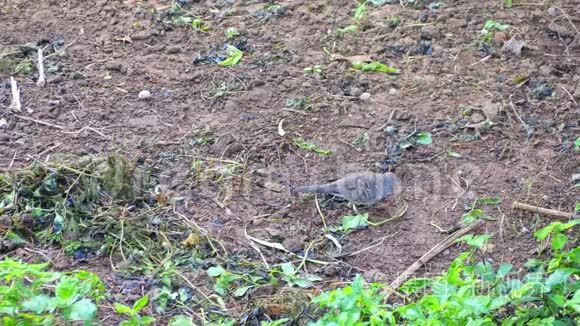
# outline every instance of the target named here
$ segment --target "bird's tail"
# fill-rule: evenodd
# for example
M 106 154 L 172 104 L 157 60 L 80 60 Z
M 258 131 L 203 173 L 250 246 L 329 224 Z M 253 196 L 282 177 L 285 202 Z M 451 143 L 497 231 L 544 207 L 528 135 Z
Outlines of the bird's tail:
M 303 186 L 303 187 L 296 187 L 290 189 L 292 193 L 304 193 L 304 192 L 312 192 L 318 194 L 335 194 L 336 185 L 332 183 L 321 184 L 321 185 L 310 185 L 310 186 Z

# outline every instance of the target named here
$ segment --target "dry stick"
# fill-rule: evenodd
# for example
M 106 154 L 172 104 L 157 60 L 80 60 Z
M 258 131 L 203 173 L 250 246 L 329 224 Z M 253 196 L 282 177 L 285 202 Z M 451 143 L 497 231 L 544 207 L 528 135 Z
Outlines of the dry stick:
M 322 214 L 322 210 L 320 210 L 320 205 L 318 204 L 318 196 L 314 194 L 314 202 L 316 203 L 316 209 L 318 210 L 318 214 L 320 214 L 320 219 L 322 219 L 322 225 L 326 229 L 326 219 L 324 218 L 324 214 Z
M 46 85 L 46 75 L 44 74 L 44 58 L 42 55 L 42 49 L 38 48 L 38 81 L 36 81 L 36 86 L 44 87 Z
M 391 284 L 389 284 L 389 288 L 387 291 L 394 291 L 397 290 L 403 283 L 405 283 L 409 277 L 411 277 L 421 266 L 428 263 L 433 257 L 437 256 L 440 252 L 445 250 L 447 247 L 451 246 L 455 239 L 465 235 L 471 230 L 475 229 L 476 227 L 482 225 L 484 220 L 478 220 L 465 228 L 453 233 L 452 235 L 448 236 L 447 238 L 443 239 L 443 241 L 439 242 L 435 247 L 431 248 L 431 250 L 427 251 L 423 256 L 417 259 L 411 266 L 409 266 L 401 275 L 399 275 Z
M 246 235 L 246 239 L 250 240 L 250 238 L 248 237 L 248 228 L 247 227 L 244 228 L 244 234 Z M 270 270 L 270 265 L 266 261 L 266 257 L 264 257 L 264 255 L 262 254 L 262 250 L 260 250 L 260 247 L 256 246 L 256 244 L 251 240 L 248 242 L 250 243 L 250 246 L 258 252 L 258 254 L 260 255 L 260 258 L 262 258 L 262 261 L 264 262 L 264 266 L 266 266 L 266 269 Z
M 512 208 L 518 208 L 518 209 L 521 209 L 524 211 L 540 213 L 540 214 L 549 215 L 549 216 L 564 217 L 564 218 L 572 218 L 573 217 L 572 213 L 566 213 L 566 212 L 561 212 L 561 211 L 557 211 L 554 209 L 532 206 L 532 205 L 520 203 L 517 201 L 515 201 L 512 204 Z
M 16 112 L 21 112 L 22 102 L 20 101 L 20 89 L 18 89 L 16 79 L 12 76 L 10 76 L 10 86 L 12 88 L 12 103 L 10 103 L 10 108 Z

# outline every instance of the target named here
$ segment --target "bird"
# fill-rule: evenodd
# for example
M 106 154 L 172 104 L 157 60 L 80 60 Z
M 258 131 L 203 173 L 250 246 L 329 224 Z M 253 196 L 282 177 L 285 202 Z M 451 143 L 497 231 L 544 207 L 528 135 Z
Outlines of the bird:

****************

→ GIVEN INSTRUCTION:
Reproduce the listing above, omitting the pictures, with every occurrence of "for example" switched to "sample shapes" and everything else unchanged.

→ SOLUTION FOR THIS PROBLEM:
# outline every instance of the target named here
$ segment --target "bird's tail"
# fill-rule: evenodd
# sample shapes
M 106 154 L 172 104 L 157 60 L 80 60 Z
M 258 131 L 203 173 L 250 246 L 329 224 Z M 253 196 L 282 177 L 285 202 Z M 451 143 L 497 231 L 544 207 L 528 135 Z
Outlines of the bird's tail:
M 303 186 L 303 187 L 296 187 L 290 189 L 292 193 L 304 193 L 304 192 L 312 192 L 318 194 L 335 194 L 336 185 L 332 183 L 321 184 L 321 185 L 310 185 L 310 186 Z

# outline every instance of the target named here
$ segment --target "dry stick"
# fill-rule: evenodd
# sample shapes
M 106 154 L 172 104 L 157 60 L 80 60 Z
M 258 131 L 203 173 L 250 246 L 329 224 Z M 253 196 L 282 177 L 285 202 Z M 451 143 L 497 231 L 544 207 L 528 135 Z
Outlines of the dry stick:
M 322 214 L 322 210 L 320 210 L 320 205 L 318 204 L 318 196 L 314 194 L 314 202 L 316 203 L 316 209 L 318 210 L 318 214 L 320 214 L 320 219 L 322 219 L 322 225 L 326 229 L 326 219 L 324 218 L 324 214 Z
M 46 85 L 46 75 L 44 74 L 44 58 L 42 55 L 42 49 L 38 48 L 38 81 L 36 81 L 36 86 L 44 87 Z
M 391 284 L 389 284 L 389 288 L 387 291 L 394 291 L 397 290 L 403 283 L 405 283 L 409 277 L 411 277 L 421 266 L 428 263 L 433 257 L 437 256 L 440 252 L 445 250 L 447 247 L 451 246 L 455 239 L 465 235 L 471 230 L 475 229 L 476 227 L 482 225 L 484 220 L 478 220 L 465 228 L 453 233 L 452 235 L 448 236 L 447 238 L 443 239 L 443 241 L 439 242 L 435 247 L 431 248 L 431 250 L 427 251 L 423 256 L 417 259 L 411 266 L 409 266 L 401 275 L 399 275 Z
M 246 235 L 246 239 L 250 240 L 250 238 L 248 237 L 248 228 L 247 227 L 244 228 L 244 234 Z M 270 270 L 270 265 L 266 261 L 266 257 L 264 257 L 264 255 L 262 254 L 262 250 L 260 250 L 260 247 L 256 246 L 256 244 L 251 240 L 248 242 L 250 243 L 250 246 L 258 252 L 258 254 L 260 255 L 260 258 L 262 258 L 262 261 L 264 262 L 264 266 L 266 266 L 266 269 Z
M 512 208 L 518 208 L 518 209 L 521 209 L 524 211 L 540 213 L 540 214 L 549 215 L 549 216 L 564 217 L 564 218 L 572 218 L 573 217 L 572 213 L 566 213 L 566 212 L 561 212 L 561 211 L 557 211 L 554 209 L 532 206 L 532 205 L 520 203 L 517 201 L 515 201 L 512 204 Z
M 16 112 L 21 112 L 22 102 L 20 101 L 20 89 L 18 89 L 16 79 L 12 76 L 10 76 L 10 86 L 12 88 L 12 103 L 10 103 L 10 108 Z

# outline every instance of the target named here
$ segment --target "bird"
# fill-rule: evenodd
# sample shapes
M 106 154 L 172 104 L 157 60 L 80 60 Z
M 258 131 L 203 173 L 250 246 L 329 224 Z M 253 196 L 282 177 L 285 202 Z M 451 143 L 497 231 L 544 207 L 528 135 Z
Outlines of the bird:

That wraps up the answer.